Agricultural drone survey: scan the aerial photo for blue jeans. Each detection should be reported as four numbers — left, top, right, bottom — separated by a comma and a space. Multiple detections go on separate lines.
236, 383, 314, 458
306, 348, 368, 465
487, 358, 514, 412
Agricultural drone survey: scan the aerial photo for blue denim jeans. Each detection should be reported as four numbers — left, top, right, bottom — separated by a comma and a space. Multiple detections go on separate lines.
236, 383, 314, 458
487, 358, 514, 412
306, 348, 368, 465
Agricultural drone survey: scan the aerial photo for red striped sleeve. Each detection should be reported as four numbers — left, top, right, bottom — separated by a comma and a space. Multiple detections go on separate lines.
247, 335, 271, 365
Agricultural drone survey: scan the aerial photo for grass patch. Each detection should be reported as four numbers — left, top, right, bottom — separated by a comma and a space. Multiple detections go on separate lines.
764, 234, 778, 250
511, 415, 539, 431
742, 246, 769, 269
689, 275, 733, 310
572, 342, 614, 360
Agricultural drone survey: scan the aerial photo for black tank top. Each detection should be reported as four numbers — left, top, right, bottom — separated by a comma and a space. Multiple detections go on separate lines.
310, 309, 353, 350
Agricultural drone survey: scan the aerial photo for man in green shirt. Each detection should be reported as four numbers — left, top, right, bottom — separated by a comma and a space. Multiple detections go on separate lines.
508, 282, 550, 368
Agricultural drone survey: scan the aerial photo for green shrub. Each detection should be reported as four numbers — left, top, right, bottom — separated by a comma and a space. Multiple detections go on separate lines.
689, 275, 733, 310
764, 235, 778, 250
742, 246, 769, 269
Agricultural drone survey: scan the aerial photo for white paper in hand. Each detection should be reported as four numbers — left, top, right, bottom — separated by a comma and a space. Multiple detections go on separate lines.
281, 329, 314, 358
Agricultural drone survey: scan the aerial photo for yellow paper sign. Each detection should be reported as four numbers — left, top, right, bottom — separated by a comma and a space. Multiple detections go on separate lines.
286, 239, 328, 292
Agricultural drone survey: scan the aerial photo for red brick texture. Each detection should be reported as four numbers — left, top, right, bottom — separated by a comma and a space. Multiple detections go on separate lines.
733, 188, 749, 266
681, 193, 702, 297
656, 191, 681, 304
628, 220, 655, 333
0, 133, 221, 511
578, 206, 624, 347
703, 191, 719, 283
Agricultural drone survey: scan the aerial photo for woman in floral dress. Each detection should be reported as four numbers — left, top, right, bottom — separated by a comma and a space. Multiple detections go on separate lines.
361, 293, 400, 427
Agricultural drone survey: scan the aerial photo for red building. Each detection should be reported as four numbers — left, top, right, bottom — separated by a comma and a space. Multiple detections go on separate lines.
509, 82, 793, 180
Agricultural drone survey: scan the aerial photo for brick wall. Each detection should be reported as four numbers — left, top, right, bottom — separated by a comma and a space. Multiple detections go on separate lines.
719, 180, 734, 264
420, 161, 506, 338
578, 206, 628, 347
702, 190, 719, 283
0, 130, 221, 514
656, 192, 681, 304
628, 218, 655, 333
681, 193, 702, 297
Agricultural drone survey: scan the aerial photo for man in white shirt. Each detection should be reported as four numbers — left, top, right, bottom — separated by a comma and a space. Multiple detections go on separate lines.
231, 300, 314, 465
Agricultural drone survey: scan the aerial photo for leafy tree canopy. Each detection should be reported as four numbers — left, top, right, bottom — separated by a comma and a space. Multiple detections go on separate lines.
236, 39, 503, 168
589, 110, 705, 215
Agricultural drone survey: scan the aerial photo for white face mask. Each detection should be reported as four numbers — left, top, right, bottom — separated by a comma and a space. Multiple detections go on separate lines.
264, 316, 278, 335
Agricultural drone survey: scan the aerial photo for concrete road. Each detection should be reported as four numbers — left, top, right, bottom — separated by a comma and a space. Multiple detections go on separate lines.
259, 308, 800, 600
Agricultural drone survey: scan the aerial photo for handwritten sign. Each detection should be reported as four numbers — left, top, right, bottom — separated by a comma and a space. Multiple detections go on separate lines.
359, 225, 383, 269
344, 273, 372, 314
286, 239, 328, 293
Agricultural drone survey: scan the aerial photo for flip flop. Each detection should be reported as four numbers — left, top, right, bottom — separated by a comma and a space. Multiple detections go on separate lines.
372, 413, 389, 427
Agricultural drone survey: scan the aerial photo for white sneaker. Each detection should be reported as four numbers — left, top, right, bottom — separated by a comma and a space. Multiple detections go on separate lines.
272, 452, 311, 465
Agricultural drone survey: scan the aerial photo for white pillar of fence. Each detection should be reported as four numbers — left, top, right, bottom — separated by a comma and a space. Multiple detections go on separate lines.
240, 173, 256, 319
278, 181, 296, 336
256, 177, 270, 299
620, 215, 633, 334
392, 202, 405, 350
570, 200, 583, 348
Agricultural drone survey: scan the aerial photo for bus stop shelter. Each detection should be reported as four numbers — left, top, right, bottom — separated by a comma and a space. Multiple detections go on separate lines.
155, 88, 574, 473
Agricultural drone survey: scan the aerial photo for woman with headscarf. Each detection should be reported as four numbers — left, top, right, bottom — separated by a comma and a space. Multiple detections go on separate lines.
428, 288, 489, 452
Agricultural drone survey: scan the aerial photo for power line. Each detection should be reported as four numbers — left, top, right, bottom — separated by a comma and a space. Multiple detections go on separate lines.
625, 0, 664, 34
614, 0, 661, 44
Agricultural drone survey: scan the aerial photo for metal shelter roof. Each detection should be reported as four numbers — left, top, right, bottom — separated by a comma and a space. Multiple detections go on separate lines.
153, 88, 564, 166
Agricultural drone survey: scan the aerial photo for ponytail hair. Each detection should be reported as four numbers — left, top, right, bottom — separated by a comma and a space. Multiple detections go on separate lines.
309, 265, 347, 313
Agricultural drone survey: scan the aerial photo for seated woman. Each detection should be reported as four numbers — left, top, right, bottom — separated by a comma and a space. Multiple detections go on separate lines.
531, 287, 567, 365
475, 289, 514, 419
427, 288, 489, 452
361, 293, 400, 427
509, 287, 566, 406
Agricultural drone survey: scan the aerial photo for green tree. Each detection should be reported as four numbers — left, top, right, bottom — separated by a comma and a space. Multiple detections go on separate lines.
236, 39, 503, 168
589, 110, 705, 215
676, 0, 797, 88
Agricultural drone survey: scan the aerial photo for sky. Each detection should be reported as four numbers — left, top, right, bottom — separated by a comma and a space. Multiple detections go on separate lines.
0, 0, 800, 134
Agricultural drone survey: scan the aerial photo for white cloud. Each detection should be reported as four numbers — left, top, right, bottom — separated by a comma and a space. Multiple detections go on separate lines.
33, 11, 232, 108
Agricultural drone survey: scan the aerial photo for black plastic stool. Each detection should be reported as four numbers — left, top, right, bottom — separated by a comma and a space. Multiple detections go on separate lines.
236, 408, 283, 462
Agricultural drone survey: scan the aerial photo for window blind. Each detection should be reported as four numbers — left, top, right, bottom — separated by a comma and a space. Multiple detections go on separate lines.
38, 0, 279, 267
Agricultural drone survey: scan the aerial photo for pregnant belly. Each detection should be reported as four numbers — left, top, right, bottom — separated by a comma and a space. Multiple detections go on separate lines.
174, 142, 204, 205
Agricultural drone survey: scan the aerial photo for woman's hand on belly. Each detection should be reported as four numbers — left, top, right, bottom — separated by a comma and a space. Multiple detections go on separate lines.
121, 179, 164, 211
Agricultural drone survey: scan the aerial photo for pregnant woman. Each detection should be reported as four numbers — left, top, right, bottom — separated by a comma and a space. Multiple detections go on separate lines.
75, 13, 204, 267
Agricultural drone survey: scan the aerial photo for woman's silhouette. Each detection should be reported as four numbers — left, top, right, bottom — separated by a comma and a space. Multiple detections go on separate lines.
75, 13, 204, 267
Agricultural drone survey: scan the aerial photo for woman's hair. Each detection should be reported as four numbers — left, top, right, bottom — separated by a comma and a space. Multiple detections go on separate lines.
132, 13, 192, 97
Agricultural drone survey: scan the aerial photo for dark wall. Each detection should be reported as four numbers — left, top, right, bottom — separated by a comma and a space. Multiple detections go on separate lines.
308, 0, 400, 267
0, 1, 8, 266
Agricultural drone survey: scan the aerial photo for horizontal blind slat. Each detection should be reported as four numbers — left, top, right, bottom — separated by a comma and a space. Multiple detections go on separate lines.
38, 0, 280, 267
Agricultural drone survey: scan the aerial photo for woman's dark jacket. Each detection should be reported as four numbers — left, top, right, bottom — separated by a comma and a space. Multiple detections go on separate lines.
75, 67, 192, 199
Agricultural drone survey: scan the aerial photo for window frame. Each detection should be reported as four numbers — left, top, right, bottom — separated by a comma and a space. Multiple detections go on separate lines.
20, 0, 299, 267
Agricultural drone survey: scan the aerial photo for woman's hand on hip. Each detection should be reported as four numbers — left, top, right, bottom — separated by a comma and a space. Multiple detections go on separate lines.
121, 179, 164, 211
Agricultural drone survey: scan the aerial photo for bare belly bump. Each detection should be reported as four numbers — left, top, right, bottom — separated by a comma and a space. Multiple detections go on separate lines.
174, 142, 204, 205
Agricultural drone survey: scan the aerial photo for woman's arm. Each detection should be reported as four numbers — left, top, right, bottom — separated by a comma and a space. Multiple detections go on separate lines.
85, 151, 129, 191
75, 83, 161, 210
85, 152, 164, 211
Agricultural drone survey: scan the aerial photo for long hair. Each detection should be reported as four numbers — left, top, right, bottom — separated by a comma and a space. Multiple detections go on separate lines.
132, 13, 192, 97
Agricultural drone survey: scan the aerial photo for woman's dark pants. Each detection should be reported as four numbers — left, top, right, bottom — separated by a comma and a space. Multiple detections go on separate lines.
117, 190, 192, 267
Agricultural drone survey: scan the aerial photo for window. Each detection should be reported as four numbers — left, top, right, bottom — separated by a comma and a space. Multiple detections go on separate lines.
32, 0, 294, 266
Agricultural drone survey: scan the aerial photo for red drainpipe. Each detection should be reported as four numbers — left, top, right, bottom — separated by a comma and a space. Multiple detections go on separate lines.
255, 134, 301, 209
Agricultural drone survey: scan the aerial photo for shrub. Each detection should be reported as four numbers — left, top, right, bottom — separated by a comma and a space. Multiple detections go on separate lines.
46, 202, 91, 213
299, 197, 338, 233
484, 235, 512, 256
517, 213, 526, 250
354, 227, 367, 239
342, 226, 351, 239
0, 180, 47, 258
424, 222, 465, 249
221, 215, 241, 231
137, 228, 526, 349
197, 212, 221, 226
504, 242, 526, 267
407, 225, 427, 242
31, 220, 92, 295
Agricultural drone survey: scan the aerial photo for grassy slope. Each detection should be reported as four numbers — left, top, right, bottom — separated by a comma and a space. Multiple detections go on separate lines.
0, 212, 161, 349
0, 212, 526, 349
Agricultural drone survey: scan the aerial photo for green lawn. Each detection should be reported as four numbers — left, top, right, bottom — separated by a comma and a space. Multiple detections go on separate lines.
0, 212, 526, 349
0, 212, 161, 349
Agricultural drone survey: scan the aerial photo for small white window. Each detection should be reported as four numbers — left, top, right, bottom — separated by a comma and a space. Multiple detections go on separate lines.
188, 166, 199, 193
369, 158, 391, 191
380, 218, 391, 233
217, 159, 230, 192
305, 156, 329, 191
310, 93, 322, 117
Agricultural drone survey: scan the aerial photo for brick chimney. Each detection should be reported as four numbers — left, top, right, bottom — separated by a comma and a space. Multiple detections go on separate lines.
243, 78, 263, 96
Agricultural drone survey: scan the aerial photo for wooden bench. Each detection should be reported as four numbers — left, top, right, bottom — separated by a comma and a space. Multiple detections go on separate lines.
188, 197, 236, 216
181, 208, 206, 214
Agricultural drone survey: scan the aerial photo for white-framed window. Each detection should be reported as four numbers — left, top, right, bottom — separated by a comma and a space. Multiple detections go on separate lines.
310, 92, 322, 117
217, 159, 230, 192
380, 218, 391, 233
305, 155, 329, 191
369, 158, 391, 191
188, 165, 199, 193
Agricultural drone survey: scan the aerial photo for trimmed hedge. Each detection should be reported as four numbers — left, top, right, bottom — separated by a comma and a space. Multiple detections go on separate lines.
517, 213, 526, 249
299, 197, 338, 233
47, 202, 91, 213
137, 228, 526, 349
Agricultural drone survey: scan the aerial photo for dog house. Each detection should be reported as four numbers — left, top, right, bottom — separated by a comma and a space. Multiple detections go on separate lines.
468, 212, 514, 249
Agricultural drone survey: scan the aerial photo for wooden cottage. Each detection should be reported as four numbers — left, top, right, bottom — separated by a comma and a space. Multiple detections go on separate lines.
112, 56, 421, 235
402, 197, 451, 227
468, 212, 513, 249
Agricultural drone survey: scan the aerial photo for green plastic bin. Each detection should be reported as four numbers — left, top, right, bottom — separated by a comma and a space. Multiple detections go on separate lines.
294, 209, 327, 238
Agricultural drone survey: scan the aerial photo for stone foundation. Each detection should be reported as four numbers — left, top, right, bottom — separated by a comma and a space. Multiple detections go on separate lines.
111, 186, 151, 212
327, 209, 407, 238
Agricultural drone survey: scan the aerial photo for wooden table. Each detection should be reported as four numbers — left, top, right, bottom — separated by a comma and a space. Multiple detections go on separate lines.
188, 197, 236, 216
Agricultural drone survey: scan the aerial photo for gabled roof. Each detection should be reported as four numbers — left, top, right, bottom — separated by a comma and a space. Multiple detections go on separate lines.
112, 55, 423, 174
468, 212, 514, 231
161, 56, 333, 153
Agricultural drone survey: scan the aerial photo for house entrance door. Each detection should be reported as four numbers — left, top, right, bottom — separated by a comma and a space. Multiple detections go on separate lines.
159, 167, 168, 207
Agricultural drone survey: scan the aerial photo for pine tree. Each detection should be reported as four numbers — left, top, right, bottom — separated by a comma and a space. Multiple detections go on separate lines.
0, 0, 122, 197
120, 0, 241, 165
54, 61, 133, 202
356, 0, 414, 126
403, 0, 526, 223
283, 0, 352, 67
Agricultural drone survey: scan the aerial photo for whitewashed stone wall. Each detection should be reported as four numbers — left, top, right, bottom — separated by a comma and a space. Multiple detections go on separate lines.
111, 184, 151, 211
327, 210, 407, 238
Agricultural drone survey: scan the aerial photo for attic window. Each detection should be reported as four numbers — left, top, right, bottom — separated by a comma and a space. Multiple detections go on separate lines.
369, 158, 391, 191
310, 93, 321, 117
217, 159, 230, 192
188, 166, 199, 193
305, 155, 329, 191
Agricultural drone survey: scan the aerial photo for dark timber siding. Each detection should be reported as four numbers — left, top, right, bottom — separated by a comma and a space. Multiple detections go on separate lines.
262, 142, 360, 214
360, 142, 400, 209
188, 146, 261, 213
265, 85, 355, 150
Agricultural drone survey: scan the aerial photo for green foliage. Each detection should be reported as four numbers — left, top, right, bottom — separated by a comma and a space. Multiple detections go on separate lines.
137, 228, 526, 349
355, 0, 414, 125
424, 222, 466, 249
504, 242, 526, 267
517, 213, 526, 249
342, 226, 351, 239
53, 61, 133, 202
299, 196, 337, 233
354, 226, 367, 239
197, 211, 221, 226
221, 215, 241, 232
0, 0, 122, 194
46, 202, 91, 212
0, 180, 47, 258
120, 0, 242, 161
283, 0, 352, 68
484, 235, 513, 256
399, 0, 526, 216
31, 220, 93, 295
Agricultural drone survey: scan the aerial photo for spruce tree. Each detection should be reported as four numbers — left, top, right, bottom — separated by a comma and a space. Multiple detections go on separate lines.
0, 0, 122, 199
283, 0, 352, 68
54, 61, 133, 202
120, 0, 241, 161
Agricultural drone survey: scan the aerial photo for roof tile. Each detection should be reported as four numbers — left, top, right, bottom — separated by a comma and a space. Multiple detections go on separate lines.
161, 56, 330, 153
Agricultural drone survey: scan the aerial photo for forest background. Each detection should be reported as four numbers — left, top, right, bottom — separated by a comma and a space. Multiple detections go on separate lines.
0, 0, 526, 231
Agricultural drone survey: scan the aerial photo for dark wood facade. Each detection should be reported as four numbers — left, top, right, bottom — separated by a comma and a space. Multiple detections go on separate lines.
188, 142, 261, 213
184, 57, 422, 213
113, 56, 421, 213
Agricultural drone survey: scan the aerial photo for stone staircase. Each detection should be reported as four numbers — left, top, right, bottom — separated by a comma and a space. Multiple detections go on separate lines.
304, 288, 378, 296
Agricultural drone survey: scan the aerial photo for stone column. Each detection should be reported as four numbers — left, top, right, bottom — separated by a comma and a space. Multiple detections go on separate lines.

··········

Given problem
Repeat everything in the rows above from the line that contains "Agricultural drone survey: scan the aerial photo for spruce" down to the line that contains "113, 56, 421, 213", including both of those lines.

Output for this exercise
Agricultural drone survey: scan the aerial photo for spruce tree. Each detection should be reported as four numbers — left, top, right, bottom — separated by a comma and a space. Multiple detections go on separate lines.
0, 0, 122, 199
283, 0, 352, 68
54, 61, 133, 202
120, 0, 241, 161
Agricultural drone survey: scan the aerial photo for roof tile. Each detection should be reported as four numbers — left, top, right, bottom — separated by a comma and a space. Multiple detections go on separate lines.
161, 56, 330, 153
Agricultural drone survey: scan the aerial photo for forest background. Each detection should be reported as four numbers — left, top, right, bottom — separated by a comma and a space. Multiple detections go on separate lines.
0, 0, 526, 231
Agricultural drone survey: scan the aerial photo for dark wood facade. Each detection should be reported as four numbers — left, top, right, bottom — separated by a comma and a space. Multiple detections go on separate lines.
188, 142, 261, 213
184, 57, 422, 213
113, 56, 421, 213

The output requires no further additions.